Job :: Render the rows below as a numbered list, starting at the first line and running through the line that contains "left=48, top=57, right=67, bottom=81", inclusive, and omit any blank lines.

--------------------

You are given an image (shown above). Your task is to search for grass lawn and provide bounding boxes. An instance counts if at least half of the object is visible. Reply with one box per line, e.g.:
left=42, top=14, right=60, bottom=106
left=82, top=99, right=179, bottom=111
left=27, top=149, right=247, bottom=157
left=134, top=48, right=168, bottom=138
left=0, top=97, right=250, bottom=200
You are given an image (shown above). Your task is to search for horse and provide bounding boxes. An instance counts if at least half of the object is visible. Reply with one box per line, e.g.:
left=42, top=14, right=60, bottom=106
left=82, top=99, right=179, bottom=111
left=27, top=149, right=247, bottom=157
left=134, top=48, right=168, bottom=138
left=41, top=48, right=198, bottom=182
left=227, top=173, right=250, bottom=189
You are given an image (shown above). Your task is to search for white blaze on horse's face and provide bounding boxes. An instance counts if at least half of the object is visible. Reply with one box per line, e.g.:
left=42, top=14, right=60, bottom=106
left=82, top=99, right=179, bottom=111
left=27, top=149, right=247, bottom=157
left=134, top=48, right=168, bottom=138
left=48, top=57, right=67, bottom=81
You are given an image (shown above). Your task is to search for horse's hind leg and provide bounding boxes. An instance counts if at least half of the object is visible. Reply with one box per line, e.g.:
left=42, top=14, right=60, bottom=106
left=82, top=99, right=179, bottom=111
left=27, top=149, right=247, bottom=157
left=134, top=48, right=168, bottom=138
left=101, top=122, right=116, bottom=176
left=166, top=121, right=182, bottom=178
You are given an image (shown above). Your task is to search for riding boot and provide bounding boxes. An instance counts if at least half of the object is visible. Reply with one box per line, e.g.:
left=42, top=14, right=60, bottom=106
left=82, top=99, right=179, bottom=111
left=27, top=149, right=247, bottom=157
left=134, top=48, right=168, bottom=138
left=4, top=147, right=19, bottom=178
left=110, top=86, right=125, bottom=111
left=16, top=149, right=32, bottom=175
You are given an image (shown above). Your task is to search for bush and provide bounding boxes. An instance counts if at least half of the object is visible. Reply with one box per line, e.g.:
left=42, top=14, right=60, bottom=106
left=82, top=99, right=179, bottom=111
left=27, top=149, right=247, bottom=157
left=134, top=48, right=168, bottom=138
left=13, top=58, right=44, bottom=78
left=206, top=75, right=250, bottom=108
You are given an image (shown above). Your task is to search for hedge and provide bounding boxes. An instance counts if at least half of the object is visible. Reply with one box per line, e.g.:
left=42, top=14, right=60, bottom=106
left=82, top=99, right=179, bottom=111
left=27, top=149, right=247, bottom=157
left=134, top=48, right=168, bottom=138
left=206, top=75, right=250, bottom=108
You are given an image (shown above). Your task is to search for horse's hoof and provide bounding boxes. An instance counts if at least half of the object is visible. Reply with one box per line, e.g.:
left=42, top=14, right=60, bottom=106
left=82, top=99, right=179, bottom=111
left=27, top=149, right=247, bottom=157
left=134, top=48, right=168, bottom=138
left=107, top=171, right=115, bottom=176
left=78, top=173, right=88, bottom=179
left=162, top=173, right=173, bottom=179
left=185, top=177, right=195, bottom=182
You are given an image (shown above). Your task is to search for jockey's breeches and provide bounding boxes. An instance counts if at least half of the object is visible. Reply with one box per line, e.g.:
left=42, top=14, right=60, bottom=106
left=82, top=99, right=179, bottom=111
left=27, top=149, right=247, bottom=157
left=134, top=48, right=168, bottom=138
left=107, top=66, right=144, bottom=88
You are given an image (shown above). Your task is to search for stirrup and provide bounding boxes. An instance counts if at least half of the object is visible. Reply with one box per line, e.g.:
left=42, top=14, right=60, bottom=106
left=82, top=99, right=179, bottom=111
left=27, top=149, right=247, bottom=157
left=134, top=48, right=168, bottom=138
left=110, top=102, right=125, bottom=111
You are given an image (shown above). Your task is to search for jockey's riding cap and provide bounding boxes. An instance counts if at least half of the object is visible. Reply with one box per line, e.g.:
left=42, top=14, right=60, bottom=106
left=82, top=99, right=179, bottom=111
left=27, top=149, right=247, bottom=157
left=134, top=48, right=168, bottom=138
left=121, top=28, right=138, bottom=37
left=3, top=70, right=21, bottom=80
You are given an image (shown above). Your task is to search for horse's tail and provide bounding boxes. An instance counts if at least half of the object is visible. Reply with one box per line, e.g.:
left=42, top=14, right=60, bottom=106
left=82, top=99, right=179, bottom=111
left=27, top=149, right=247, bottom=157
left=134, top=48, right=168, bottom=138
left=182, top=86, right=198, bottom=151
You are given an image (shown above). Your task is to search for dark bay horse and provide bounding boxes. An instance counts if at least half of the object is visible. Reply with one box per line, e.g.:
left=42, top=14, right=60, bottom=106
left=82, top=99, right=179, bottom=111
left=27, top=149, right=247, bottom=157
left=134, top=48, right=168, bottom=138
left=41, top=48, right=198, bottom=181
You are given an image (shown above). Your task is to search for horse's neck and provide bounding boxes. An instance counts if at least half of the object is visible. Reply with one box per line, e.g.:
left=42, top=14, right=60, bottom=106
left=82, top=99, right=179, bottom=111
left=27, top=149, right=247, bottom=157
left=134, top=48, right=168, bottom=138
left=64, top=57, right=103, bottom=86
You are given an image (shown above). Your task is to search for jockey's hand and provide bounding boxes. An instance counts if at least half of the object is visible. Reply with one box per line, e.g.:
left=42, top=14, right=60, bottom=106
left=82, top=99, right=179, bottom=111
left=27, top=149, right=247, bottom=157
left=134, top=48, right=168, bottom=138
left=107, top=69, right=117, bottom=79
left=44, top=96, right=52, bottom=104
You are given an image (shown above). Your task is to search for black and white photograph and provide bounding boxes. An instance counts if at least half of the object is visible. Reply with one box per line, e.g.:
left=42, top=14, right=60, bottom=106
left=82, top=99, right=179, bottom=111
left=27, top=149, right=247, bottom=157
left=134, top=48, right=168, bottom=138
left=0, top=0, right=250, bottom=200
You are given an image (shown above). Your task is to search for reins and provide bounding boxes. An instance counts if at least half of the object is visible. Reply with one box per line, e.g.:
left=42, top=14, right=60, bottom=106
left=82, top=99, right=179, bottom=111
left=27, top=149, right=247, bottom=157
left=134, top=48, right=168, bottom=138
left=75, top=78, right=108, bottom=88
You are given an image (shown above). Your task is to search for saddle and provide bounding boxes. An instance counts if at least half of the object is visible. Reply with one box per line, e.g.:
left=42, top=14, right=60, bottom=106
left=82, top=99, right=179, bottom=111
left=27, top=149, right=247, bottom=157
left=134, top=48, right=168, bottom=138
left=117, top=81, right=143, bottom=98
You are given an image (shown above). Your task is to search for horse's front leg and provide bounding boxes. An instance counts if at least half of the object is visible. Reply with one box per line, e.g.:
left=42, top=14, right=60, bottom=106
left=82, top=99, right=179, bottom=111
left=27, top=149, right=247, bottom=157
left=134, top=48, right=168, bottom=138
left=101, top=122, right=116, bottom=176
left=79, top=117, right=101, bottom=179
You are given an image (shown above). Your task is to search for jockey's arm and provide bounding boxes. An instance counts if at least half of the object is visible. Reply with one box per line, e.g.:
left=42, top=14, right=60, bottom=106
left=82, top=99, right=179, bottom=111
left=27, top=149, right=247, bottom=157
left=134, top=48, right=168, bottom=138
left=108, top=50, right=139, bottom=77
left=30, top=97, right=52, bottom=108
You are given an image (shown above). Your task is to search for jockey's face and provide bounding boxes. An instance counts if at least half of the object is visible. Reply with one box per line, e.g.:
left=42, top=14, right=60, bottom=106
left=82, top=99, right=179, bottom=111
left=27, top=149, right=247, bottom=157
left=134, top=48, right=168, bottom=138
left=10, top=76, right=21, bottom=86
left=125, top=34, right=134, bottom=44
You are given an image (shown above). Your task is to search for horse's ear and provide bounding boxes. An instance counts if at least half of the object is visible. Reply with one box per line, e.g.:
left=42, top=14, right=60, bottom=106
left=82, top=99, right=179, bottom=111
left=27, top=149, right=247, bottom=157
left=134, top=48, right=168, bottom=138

--------------------

Output ::
1. You are given an image (shown above). Your task is to search for grass lawn and provide bounding boxes. An instance counts if at least half of the object is visible. Reply with one box per line, e.g.:
2. left=42, top=14, right=60, bottom=106
3. left=82, top=99, right=179, bottom=111
4. left=27, top=149, right=247, bottom=157
5. left=134, top=48, right=168, bottom=138
6. left=0, top=97, right=250, bottom=200
7. You are given an image (shown above). Your task is to search for horse and provide bounding boxes. An instance counts if at least half of the object is visible. Reply with one box per line, e.g.:
8. left=42, top=14, right=60, bottom=106
9. left=82, top=99, right=179, bottom=111
10. left=27, top=149, right=247, bottom=157
11. left=134, top=48, right=168, bottom=138
12. left=41, top=48, right=198, bottom=182
13. left=227, top=173, right=250, bottom=189
14. You are given an image (shown above). Your task is to search for white blaze on horse's face and provide bounding boxes. An instance counts if at least half of the object is visible. Reply with one box per line, e.g.:
15. left=42, top=14, right=60, bottom=106
16. left=82, top=99, right=179, bottom=111
17. left=27, top=149, right=247, bottom=157
18. left=134, top=48, right=168, bottom=138
19. left=48, top=57, right=67, bottom=81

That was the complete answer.